===== Data to process

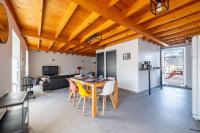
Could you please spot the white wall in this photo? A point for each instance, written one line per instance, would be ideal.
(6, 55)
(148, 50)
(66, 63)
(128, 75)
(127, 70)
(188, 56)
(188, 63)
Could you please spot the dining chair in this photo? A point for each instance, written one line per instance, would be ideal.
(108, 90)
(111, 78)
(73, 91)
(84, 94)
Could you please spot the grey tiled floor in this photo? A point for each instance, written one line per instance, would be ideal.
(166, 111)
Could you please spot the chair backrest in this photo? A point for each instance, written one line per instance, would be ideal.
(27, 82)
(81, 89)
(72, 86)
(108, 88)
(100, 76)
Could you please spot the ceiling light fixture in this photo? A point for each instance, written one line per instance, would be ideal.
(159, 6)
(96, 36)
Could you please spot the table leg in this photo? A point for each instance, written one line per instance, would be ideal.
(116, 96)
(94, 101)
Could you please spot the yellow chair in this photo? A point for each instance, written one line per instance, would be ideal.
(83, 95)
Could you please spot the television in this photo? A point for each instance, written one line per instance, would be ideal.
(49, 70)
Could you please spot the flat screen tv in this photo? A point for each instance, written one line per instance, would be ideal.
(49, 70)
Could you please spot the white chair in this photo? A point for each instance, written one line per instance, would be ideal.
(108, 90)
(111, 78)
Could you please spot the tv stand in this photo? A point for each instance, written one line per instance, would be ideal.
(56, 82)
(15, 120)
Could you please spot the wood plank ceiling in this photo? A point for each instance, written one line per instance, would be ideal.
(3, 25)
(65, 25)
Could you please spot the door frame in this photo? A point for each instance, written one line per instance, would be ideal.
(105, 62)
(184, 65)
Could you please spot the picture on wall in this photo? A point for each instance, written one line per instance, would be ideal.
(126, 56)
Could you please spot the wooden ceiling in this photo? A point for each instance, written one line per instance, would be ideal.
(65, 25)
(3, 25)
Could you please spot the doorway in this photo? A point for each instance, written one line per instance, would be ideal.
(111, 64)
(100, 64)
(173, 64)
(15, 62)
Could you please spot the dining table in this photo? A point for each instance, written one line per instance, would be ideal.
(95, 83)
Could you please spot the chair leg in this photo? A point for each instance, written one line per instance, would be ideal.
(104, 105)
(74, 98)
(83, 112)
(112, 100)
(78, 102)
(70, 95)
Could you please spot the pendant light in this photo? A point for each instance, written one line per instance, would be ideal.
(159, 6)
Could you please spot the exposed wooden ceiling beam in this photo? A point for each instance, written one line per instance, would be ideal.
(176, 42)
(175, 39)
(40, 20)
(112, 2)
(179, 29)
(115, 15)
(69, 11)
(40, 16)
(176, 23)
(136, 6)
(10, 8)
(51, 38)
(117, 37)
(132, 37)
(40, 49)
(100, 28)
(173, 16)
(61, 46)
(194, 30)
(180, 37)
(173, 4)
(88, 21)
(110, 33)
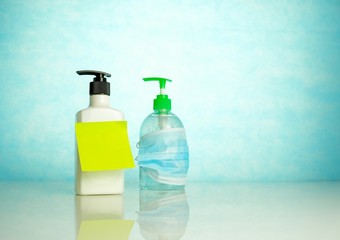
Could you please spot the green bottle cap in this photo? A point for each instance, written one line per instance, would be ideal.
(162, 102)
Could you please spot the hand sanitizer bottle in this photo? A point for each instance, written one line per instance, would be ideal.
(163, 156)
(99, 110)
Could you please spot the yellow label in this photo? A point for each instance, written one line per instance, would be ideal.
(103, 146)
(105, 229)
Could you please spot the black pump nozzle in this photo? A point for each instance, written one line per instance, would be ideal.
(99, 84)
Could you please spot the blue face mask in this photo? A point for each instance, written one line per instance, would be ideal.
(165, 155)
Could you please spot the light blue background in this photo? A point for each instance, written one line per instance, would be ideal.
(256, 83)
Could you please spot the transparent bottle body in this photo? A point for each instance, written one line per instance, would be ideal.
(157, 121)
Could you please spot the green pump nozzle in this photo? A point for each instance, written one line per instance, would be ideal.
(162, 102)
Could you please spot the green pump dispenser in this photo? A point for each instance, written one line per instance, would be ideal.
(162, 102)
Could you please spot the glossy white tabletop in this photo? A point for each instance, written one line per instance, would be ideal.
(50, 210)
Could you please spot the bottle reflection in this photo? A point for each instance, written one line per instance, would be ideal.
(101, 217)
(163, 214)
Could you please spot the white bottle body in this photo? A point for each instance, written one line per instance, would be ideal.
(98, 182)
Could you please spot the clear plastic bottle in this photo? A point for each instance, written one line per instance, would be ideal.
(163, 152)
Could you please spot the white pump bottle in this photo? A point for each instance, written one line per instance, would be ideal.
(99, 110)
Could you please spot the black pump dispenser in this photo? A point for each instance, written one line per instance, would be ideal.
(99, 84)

==========
===== Data to process

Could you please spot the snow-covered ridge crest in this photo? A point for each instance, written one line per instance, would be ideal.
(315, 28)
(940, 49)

==========
===== Data to process

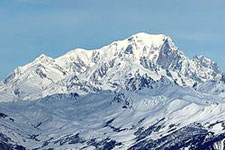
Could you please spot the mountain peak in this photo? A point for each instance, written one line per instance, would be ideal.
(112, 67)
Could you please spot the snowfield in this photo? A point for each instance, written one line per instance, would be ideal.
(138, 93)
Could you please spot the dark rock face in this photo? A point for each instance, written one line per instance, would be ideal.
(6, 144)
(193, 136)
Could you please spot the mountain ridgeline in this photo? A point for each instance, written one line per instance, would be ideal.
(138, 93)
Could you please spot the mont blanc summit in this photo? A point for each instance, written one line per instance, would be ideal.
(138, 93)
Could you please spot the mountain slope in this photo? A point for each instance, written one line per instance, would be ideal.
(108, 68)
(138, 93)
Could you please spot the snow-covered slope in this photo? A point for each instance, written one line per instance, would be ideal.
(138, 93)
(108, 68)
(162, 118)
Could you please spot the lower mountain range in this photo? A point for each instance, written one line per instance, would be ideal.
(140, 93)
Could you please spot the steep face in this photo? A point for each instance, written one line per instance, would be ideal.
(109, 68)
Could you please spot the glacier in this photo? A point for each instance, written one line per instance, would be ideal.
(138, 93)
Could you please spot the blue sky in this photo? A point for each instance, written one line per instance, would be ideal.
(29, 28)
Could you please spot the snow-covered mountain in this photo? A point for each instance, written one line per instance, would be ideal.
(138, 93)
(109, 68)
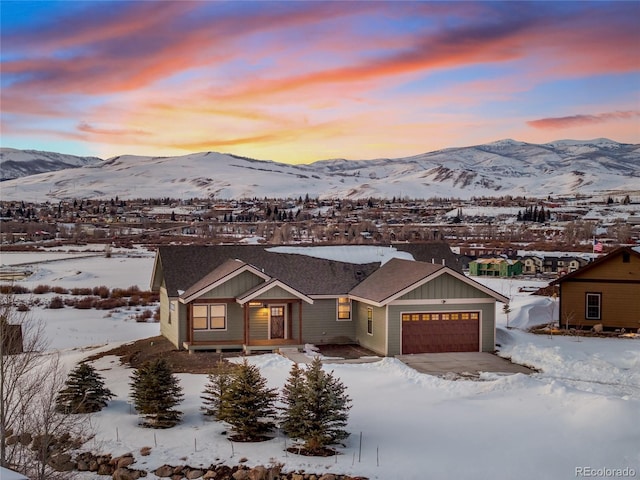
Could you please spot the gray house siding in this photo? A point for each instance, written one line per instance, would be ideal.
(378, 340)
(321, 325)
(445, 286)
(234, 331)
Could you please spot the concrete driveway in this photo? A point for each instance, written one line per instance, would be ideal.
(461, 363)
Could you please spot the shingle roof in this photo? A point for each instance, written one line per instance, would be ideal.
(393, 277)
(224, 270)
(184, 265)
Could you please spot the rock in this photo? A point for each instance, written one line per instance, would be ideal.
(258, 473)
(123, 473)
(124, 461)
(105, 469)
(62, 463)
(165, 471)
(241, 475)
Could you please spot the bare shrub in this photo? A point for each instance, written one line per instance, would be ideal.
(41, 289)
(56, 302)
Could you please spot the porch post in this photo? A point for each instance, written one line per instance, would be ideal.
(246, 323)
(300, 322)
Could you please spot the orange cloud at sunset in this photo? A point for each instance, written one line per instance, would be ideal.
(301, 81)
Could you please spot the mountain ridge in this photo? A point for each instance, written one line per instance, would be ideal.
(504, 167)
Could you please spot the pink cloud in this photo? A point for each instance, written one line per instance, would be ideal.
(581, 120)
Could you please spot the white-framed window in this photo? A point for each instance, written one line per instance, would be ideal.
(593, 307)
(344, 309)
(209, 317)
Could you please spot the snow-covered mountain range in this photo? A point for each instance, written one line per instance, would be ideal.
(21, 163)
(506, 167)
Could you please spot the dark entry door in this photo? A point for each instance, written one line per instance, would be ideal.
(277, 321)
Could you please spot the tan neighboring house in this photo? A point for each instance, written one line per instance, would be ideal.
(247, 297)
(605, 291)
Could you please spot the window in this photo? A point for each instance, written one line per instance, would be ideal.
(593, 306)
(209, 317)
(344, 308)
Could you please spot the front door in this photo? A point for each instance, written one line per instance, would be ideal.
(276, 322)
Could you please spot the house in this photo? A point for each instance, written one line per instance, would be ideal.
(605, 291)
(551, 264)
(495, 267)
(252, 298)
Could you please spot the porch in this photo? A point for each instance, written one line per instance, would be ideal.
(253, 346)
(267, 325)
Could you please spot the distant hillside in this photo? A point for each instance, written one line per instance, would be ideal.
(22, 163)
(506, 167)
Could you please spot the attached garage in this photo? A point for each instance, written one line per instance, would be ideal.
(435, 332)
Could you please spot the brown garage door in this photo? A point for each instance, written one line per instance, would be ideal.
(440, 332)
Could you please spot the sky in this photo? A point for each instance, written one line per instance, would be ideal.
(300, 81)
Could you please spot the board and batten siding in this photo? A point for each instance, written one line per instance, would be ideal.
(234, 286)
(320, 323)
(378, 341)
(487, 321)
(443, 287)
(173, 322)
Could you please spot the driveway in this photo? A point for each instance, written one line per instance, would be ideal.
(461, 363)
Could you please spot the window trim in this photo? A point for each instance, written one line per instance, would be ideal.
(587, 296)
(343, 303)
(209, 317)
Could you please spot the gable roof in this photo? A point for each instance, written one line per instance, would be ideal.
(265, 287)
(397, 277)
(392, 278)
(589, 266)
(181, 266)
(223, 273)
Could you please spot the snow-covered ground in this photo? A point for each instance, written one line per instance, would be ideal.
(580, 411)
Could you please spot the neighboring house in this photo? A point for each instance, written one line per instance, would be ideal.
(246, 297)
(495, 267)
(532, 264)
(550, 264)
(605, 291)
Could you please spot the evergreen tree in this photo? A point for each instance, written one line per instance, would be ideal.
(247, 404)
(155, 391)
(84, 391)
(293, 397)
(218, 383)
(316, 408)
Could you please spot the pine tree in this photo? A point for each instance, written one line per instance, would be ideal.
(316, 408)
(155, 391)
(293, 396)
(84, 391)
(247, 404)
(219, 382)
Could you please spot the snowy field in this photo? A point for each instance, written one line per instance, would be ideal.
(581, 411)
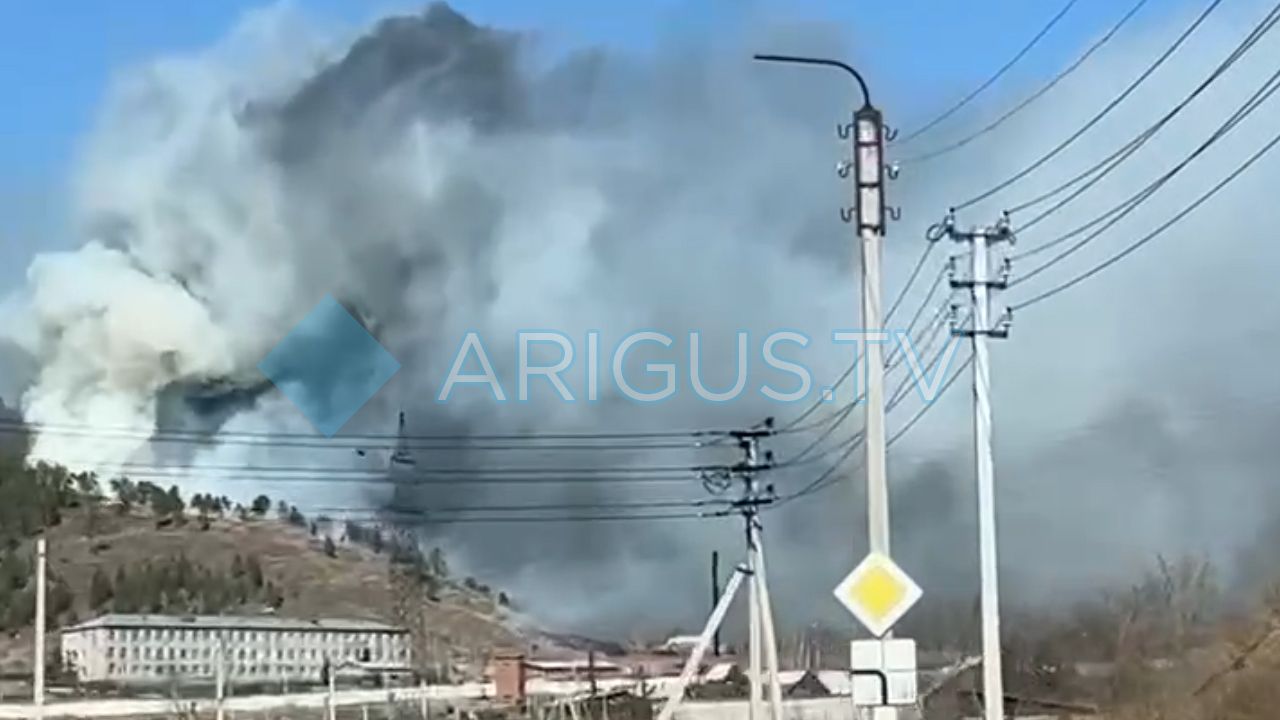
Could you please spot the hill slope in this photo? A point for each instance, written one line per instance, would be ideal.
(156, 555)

==========

__Given task__. Pick out every line in the listing above that contains the word "dark", and copy each of those lines in full.

__Written answer__.
Could you please spot the dark rock face in this photo? A point for each instance, written one line per instance, would be ideal.
Could you please spot the dark entry door in this photo? A point for each instance, written one line per instance, would be ideal.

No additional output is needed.